▶ What to produce: From the records below, output exactly the lines running from the line containing "work: provide the mask of every instance of the terraced" through the line containing "target: terraced field", and no others.

Stored data
══════

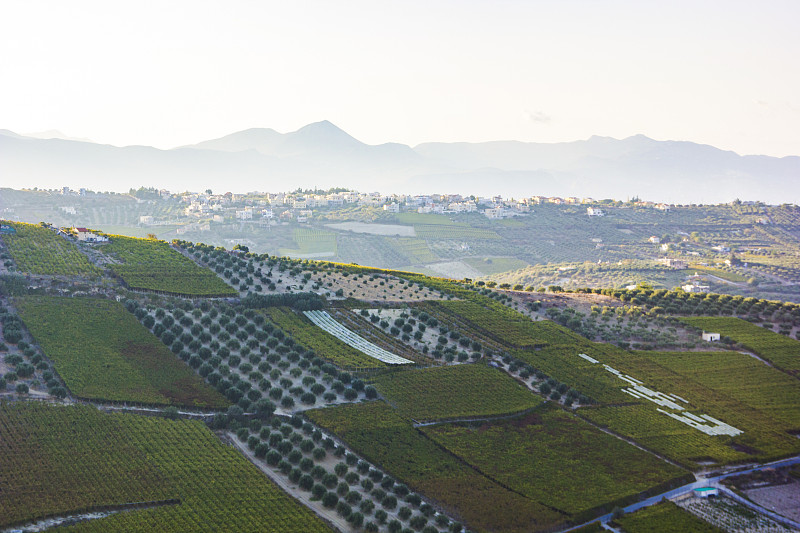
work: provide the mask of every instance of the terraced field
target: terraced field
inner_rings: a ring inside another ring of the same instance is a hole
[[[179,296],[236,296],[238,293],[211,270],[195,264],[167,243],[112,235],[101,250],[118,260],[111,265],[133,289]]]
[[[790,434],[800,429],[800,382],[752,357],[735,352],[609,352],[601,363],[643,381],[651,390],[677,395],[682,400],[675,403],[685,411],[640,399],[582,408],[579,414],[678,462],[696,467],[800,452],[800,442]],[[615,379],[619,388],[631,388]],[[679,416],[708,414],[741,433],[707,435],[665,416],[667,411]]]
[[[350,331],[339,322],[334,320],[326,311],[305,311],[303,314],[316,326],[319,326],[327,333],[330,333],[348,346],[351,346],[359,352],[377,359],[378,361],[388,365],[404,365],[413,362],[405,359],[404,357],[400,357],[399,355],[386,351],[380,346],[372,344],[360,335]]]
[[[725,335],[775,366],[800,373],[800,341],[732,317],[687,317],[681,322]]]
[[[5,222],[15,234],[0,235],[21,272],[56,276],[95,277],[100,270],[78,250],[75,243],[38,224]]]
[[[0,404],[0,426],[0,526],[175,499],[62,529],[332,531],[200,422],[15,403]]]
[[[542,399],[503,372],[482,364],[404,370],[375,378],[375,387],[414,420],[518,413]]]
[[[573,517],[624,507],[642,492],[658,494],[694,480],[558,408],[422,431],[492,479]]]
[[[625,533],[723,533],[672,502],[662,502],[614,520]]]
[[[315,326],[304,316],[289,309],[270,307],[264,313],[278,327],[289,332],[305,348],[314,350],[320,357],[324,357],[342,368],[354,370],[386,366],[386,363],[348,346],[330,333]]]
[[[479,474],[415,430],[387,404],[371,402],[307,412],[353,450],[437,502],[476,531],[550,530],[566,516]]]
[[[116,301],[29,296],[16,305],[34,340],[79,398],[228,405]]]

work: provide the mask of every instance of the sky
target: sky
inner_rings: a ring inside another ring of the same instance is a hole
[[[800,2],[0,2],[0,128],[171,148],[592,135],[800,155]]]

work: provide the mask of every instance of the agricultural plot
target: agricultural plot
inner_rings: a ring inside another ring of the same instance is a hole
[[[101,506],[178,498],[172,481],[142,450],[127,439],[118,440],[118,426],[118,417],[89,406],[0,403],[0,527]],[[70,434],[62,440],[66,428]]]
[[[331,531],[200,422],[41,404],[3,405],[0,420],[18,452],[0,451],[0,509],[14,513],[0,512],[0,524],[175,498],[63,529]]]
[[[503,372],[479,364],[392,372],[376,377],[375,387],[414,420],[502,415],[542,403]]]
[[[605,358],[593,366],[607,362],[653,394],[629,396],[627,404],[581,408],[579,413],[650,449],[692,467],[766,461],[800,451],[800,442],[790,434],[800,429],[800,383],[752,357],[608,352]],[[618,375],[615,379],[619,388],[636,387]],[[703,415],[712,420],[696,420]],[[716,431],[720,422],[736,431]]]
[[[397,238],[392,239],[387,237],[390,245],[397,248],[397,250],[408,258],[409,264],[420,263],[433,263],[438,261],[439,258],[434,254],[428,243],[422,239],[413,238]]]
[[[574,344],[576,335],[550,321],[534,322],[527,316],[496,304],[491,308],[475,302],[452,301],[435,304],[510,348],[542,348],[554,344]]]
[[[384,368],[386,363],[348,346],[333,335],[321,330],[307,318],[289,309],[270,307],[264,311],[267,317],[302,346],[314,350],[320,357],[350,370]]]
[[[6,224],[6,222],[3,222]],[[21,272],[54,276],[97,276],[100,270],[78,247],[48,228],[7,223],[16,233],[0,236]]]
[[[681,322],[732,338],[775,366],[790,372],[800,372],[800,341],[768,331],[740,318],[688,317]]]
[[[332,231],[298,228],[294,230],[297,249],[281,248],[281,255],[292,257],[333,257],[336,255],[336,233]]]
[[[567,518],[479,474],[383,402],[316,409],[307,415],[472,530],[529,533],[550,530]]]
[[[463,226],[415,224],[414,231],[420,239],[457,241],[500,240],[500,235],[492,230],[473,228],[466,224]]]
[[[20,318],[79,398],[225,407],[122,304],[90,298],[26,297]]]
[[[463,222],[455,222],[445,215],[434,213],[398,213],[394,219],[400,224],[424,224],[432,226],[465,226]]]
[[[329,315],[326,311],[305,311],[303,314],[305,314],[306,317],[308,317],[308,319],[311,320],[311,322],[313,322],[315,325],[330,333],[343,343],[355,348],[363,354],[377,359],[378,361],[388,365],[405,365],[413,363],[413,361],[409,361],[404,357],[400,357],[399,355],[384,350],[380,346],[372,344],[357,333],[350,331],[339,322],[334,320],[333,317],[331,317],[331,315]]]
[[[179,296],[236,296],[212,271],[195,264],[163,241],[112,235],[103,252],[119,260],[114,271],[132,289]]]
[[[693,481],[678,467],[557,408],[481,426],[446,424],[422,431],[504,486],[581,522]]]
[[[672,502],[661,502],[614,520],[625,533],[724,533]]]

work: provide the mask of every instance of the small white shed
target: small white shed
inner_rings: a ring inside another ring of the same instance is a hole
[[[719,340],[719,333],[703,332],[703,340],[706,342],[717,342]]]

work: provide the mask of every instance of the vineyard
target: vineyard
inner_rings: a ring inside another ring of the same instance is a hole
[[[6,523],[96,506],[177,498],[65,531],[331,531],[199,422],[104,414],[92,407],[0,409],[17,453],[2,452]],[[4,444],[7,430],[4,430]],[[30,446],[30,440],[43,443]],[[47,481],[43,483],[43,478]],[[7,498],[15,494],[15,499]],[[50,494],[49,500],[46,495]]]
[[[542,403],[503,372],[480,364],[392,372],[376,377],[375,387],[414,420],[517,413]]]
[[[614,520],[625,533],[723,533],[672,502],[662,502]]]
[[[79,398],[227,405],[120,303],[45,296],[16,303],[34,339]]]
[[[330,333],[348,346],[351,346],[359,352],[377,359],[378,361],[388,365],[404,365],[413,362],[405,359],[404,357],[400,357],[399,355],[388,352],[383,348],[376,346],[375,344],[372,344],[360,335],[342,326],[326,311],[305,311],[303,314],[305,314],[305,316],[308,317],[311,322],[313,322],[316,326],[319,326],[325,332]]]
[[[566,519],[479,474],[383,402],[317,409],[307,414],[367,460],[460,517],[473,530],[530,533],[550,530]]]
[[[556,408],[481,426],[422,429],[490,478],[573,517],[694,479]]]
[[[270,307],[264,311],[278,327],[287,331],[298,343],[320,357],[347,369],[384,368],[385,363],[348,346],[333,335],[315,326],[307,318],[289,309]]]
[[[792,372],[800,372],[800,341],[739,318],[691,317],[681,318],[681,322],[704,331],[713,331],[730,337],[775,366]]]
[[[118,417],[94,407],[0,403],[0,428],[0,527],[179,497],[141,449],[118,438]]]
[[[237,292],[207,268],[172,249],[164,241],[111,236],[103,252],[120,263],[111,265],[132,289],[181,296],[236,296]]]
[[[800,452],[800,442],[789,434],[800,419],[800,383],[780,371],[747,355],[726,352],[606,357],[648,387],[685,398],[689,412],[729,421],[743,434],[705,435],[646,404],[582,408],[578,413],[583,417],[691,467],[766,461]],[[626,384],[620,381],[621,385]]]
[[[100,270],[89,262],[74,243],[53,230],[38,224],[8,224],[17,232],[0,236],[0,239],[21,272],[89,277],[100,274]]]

══════

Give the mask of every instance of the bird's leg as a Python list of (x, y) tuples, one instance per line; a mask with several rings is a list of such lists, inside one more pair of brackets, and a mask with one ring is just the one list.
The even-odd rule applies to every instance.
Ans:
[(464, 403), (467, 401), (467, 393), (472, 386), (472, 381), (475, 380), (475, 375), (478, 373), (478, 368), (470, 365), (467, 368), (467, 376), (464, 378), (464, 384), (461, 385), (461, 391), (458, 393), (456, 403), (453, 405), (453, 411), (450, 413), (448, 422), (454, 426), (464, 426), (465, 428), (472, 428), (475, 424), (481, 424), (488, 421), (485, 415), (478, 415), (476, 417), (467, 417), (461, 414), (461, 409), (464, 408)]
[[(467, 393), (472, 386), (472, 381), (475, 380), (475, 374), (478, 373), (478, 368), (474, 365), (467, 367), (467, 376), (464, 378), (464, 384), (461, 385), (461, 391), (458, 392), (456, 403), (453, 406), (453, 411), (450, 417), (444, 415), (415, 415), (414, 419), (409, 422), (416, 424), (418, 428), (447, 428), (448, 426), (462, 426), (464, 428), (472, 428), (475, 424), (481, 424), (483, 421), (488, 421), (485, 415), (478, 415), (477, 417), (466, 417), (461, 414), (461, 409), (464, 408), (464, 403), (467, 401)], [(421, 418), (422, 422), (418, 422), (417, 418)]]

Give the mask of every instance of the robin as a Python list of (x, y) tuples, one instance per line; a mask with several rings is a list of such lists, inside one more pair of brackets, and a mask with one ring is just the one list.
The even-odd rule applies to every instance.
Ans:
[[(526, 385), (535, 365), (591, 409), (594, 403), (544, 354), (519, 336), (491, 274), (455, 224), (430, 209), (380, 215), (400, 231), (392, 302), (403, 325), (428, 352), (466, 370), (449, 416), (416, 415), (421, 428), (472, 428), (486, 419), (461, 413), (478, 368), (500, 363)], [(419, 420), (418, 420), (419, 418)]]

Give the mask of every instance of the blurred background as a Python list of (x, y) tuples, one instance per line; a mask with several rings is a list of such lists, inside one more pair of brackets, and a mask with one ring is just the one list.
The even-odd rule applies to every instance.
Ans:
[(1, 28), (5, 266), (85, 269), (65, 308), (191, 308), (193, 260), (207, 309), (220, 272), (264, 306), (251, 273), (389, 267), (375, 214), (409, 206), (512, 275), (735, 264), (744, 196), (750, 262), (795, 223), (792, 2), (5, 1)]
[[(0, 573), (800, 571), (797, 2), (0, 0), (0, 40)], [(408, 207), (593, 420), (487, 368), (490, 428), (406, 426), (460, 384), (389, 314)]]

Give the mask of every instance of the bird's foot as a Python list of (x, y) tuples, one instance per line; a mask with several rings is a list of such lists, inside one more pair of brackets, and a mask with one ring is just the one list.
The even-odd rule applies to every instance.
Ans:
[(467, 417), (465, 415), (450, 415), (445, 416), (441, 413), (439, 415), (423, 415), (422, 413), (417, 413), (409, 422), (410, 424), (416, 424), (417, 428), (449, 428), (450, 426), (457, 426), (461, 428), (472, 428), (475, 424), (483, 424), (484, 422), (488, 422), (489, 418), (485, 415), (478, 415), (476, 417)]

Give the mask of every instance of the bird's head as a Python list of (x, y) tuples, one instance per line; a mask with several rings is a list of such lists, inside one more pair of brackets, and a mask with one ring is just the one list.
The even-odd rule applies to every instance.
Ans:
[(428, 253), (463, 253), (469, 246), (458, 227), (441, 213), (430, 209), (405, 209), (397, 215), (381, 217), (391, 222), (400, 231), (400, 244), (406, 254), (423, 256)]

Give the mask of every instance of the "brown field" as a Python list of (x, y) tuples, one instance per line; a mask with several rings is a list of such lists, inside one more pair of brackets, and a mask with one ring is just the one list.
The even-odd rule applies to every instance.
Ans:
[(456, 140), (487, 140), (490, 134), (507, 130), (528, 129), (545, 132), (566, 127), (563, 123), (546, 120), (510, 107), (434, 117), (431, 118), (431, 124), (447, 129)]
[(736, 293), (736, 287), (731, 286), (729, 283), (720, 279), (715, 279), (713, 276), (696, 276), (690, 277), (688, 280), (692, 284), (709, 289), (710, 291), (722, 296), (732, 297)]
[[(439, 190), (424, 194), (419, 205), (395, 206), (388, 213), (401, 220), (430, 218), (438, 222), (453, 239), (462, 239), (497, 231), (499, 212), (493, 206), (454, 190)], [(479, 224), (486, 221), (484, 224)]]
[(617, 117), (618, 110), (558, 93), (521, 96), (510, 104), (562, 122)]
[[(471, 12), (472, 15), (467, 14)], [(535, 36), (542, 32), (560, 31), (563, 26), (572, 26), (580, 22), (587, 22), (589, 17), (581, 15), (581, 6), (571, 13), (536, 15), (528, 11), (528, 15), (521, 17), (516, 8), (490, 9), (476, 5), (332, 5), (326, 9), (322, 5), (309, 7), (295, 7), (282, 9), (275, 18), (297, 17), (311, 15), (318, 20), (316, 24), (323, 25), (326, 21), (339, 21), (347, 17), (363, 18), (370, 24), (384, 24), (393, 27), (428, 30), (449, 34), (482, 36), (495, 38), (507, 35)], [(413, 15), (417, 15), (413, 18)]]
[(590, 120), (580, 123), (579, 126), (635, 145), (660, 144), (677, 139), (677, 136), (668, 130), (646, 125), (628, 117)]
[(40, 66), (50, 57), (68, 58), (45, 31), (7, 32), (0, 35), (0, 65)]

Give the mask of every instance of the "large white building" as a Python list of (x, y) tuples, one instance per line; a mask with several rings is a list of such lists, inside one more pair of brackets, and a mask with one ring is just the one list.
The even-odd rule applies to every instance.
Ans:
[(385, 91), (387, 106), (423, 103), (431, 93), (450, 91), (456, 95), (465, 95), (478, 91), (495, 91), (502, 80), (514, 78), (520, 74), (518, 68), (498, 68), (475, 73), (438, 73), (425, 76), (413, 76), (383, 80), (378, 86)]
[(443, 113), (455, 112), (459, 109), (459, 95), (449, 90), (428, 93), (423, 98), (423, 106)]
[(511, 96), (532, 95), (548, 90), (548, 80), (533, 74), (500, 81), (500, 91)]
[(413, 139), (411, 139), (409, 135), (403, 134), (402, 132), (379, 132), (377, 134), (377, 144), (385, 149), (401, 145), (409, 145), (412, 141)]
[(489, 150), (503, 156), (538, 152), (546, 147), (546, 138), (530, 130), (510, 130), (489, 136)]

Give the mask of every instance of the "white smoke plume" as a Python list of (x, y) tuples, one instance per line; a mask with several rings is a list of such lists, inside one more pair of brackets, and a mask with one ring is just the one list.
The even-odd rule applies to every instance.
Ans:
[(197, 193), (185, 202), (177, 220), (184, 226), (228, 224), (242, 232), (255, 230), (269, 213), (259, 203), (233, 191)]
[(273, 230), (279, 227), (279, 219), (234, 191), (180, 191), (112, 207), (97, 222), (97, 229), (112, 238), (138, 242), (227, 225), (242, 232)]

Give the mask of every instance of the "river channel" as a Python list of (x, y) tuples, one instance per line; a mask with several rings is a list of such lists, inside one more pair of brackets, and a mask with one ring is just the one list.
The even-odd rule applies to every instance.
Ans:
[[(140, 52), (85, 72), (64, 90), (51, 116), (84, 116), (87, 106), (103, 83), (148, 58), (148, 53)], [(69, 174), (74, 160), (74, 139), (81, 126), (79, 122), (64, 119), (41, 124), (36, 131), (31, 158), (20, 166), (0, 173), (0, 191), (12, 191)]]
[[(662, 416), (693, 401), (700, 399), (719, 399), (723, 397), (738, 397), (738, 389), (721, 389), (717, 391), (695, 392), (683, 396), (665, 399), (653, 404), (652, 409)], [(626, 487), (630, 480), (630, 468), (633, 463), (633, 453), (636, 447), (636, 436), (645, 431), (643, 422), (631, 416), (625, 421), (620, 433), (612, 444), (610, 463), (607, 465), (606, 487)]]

══════

▶ Result below:
work: provide the mask of every instance of the terraced field
target: terraced field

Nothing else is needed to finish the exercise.